- **Requirements**
Copy out every line of the data below, starting at the line that contains "Target: light wood plank floor" and continuing through the end of the data, both ends included.

Some records:
## Begin

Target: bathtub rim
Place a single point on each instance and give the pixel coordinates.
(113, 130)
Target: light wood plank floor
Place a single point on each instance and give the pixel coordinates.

## End

- **Solution**
Target: light wood plank floor
Place a single point on each instance and give the pixel coordinates.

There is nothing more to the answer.